Dataset items:
Start of Block

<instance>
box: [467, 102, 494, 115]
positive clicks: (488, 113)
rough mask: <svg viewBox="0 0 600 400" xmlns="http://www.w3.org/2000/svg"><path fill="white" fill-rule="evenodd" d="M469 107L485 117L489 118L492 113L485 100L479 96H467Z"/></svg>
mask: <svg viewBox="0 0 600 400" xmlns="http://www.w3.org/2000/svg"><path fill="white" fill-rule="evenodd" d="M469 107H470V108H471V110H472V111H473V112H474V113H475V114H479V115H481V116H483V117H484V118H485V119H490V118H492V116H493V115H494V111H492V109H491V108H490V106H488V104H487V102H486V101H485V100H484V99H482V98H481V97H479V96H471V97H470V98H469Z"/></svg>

End of Block

- WHAT TO DO -
Copy every record exactly as presented.

- WRITTEN ANSWER -
<instance>
box: [467, 102, 494, 115]
positive clicks: (488, 113)
rough mask: <svg viewBox="0 0 600 400" xmlns="http://www.w3.org/2000/svg"><path fill="white" fill-rule="evenodd" d="M469 107L485 117L489 118L492 113L485 100L479 96H467Z"/></svg>
mask: <svg viewBox="0 0 600 400" xmlns="http://www.w3.org/2000/svg"><path fill="white" fill-rule="evenodd" d="M469 107H470V108H471V110H472V111H473V112H474V113H475V114H479V115H481V116H483V117H484V118H485V119H490V118H492V116H493V115H494V111H492V109H491V108H490V106H488V104H487V102H486V101H485V100H484V99H482V98H481V97H479V96H471V97H470V98H469Z"/></svg>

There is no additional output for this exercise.